___ SUPPLIED MATERIAL
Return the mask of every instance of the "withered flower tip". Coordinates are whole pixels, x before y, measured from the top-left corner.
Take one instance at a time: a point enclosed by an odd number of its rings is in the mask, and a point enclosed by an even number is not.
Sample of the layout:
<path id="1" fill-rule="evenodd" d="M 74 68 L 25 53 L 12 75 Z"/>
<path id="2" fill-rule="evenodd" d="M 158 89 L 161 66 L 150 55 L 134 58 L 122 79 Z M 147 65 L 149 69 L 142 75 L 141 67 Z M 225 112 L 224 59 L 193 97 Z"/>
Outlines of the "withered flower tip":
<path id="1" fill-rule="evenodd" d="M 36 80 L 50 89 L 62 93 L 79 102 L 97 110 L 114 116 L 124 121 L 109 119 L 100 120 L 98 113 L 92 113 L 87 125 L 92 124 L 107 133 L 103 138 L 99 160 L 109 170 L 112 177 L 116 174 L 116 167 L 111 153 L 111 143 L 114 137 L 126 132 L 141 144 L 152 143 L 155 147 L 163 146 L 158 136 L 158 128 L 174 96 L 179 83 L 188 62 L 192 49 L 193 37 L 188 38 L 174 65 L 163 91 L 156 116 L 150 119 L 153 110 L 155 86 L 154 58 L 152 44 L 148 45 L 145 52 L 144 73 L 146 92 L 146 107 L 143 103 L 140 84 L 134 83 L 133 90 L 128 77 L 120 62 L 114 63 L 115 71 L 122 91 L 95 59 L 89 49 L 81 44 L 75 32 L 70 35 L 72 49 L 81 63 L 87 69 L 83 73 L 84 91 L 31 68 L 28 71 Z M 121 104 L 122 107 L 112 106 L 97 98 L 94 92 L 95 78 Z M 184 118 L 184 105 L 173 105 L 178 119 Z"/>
______
REQUIREMENTS — Rewrite the material above with "withered flower tip" replaced by "dried flower tip" everywhere it appears. Leave everything else unchanged.

RESPONSE TO THE EXERCISE —
Return the mask of every instance of the "dried flower tip". Coordinates are whole pixels, x before y, measured from the top-left corner.
Take one instance at a time: a point enclosed by an odd number of its rings is in the mask, and a point enclosed by an even number is not.
Sample of the layout:
<path id="1" fill-rule="evenodd" d="M 74 68 L 25 53 L 12 75 Z"/>
<path id="2" fill-rule="evenodd" d="M 158 89 L 161 66 L 150 55 L 134 58 L 122 79 Z M 147 65 L 149 69 L 142 75 L 141 67 Z M 225 112 L 224 59 L 193 97 Z"/>
Outlines of the "dried flower tip":
<path id="1" fill-rule="evenodd" d="M 36 80 L 50 89 L 62 93 L 79 102 L 97 110 L 114 116 L 124 121 L 109 119 L 100 120 L 98 113 L 92 113 L 87 125 L 92 124 L 107 133 L 103 138 L 99 160 L 109 170 L 112 177 L 116 174 L 116 167 L 111 153 L 111 143 L 114 137 L 126 132 L 141 144 L 152 143 L 155 147 L 163 146 L 158 136 L 158 128 L 174 96 L 179 83 L 188 62 L 192 49 L 193 37 L 188 38 L 174 65 L 163 91 L 156 116 L 150 119 L 153 110 L 155 86 L 154 58 L 152 44 L 148 45 L 145 52 L 144 73 L 146 92 L 146 107 L 143 103 L 140 84 L 134 83 L 133 90 L 128 77 L 120 62 L 114 63 L 115 71 L 122 91 L 95 59 L 89 49 L 81 44 L 75 32 L 70 35 L 72 49 L 81 63 L 87 69 L 83 73 L 84 91 L 31 68 L 28 71 Z M 121 104 L 122 107 L 112 106 L 97 98 L 94 92 L 95 78 Z M 184 118 L 184 105 L 173 105 L 178 119 Z"/>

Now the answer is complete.